→ **Your tasks**
1. Translate this sentence from the Big Fish passage into French: "His presence makes oddity and fantasy easier to digest, hence less challenging."
2. Write out the Big Fish passage from "The affable Ewan" up to and including "more interesting ways.".

→ **Supplied passage**
The affable Ewan McGregor plays the younger Ed in the tall tales. McGregor is able to participate wholeheartedly in the most fantastic of film environments and emerge without a scratch. I’m not sure many actors could convincingly weather such cinematic follies as Greenaway’s Pillow Book or Luhrman’s Moulin Rouge. McGregor often lends credibility to the fantastic through his affability—dare I say, his good nature? McGregor’s a fine actor, but I’m not sure his role as natural sweetener is always the best thing. His presence makes oddity and fantasy easier to digest, hence less challenging. Maybe we should have to struggle with our own assumptions about difference in more interesting ways.

5. Big Fish, Shrinking Pond

On his travels, Ed befriends a giant and visits the most perfect small town in the world. He works for a slave-driving circus ring master (Danny DeVito) for years to gain clues to the identity of Sandra, whom he falls in love with at first sight, then immediately loses sight of. Later in the film, he escapes during the Korean War with a pair of Siamese twins. Please, don’t ask me to explain. Frankly, it turns out to be less interesting than you might think.

→ **Information**

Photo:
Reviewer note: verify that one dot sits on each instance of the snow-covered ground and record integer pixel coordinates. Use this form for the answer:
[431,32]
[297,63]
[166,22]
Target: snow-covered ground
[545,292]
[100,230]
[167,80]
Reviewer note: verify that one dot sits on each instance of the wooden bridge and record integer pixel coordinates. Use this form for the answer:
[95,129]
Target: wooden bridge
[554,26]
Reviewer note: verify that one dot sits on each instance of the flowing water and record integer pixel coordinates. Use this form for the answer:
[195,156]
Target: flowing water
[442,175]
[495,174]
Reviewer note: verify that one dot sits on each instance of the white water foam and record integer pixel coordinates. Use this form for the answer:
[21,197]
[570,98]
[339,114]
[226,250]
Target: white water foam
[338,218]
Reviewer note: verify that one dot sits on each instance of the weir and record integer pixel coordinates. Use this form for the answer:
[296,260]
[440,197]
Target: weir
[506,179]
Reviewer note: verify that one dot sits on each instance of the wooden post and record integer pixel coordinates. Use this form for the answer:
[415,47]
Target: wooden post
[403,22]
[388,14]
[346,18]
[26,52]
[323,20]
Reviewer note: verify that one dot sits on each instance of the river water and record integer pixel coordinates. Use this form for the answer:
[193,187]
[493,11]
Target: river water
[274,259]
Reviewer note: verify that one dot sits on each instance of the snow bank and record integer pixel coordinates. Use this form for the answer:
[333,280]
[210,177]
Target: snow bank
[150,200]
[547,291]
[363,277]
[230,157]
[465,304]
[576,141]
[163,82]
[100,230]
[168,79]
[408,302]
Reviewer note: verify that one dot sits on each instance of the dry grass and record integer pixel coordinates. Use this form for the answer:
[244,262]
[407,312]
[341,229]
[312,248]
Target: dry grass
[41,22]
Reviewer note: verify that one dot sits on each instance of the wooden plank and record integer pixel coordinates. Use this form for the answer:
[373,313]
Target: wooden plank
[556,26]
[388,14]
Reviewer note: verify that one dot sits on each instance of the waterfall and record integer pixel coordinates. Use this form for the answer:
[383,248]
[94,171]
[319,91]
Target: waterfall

→ **Your written answers**
1. Sa présence rend l'étrangeté et le fantastique plus faciles à digérer, et donc moins exigeants.

2.
The affable Ewan McGregor plays the younger Ed in the tall tales. McGregor is able to participate wholeheartedly in the most fantastic of film environments and emerge without a scratch. I’m not sure many actors could convincingly weather such cinematic follies as Greenaway’s Pillow Book or Luhrman’s Moulin Rouge. McGregor often lends credibility to the fantastic through his affability—dare I say, his good nature? McGregor’s a fine actor, but I’m not sure his role as natural sweetener is always the best thing. His presence makes oddity and fantasy easier to digest, hence less challenging. Maybe we should have to struggle with our own assumptions about difference in more interesting ways.